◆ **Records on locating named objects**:
## begin

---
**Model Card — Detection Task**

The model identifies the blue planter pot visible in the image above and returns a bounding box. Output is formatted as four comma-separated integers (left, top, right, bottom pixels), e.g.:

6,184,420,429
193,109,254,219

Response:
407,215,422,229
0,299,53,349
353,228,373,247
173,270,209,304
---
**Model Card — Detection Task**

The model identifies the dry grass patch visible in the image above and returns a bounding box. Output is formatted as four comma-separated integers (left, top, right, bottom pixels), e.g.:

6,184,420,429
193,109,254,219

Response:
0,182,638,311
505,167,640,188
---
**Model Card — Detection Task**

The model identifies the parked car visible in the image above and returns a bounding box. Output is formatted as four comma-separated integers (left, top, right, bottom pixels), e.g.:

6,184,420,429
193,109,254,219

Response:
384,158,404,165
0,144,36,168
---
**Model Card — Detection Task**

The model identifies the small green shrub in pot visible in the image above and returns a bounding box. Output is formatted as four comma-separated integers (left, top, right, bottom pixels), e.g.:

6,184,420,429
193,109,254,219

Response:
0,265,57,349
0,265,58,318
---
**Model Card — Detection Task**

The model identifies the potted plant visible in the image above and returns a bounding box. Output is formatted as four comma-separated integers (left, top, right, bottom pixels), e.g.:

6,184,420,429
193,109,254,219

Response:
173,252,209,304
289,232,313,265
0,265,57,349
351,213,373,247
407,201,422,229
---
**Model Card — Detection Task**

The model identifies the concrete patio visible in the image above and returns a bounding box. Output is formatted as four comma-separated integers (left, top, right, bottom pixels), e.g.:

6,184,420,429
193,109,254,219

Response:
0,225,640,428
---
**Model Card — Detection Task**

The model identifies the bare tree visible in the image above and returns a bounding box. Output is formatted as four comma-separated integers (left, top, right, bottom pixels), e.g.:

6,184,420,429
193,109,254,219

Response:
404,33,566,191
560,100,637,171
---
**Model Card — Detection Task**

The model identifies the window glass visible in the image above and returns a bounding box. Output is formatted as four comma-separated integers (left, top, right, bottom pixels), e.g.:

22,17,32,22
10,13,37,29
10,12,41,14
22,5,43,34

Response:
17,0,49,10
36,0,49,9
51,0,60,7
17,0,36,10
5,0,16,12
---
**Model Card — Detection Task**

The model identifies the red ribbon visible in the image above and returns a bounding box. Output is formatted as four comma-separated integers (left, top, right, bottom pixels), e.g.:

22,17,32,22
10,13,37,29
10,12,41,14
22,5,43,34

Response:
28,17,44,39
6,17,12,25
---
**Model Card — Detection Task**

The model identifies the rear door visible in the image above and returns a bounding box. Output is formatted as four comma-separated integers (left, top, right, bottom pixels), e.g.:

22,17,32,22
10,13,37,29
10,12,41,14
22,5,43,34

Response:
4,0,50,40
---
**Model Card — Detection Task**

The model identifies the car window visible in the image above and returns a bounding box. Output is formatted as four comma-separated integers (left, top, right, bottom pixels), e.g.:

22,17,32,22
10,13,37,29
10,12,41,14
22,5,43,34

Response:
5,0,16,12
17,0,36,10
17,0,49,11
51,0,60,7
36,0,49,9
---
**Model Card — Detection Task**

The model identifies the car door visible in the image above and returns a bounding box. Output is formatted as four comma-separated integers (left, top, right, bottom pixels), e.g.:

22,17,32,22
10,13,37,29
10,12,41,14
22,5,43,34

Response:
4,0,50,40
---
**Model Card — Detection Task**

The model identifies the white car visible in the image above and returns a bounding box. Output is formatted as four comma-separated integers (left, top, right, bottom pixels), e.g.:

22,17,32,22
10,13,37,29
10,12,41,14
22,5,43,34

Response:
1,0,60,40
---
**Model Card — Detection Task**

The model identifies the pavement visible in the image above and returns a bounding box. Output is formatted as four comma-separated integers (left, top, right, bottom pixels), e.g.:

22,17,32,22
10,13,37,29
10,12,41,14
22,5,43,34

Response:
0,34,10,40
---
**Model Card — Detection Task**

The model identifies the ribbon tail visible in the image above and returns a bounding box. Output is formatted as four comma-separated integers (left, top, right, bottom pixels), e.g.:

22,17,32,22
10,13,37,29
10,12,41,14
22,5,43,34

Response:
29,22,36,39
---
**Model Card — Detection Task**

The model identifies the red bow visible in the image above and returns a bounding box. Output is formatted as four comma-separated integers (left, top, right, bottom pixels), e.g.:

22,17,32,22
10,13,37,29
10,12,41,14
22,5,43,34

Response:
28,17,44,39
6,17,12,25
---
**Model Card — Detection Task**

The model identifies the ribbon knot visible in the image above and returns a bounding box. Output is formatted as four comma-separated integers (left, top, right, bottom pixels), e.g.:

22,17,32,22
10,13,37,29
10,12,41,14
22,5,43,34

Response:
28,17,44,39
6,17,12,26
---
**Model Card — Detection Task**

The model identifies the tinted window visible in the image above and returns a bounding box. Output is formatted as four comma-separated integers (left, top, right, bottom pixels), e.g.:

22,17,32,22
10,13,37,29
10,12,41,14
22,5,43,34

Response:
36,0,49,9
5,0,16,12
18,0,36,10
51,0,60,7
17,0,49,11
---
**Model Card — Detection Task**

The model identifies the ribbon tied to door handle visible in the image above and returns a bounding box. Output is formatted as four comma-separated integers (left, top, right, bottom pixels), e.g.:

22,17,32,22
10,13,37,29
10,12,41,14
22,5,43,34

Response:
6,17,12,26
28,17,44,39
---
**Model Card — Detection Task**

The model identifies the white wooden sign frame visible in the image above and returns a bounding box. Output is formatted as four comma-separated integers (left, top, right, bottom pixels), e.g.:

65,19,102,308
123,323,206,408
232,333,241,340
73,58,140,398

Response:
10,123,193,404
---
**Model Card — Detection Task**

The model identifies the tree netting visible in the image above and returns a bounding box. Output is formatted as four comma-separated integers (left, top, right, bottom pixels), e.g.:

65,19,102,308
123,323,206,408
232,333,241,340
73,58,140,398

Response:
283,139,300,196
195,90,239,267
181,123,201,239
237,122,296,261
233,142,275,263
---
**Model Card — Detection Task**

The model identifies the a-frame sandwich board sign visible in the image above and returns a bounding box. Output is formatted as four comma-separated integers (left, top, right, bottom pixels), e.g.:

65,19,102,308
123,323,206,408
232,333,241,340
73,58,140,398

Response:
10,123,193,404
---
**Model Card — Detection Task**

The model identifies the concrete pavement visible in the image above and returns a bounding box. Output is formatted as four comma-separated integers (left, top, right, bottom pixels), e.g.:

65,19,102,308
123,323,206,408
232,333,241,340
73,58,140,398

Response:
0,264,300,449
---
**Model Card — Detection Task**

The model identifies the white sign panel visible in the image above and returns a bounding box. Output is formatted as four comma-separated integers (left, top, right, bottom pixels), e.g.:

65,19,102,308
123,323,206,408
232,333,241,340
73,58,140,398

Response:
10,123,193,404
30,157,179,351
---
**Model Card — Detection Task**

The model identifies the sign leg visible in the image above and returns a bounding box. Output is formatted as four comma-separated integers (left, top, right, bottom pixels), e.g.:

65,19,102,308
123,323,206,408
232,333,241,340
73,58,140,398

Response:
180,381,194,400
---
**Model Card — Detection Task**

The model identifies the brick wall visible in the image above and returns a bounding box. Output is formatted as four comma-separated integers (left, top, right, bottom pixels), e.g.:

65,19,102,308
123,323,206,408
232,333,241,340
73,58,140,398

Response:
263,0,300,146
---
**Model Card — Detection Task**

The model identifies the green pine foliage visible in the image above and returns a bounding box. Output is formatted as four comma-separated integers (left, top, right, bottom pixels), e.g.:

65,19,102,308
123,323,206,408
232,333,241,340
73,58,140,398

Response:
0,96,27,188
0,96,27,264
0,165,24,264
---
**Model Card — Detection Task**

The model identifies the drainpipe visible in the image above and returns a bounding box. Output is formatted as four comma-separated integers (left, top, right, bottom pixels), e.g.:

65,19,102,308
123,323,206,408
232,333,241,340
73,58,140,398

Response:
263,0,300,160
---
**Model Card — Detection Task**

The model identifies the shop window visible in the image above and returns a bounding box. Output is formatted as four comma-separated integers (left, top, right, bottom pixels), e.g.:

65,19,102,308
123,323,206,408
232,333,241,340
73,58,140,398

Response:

## end

Select every line of the records above that contains the word "white", with case counting, and copy each of those lines.

◆ **Exercise answer**:
The model identifies the white car visible in the image above and returns a bounding box. Output is formatted as four comma-separated integers (left, top, right, bottom pixels), e.g.:
The model identifies the white wooden sign frame visible in the image above and returns a bounding box. Output is formatted as four comma-separated integers (left, top, right, bottom pixels), e.g.:
The model identifies the white sign panel visible in the image above and returns a bounding box. Output is formatted as four comma-separated integers (left, top, right, bottom pixels), e.g.:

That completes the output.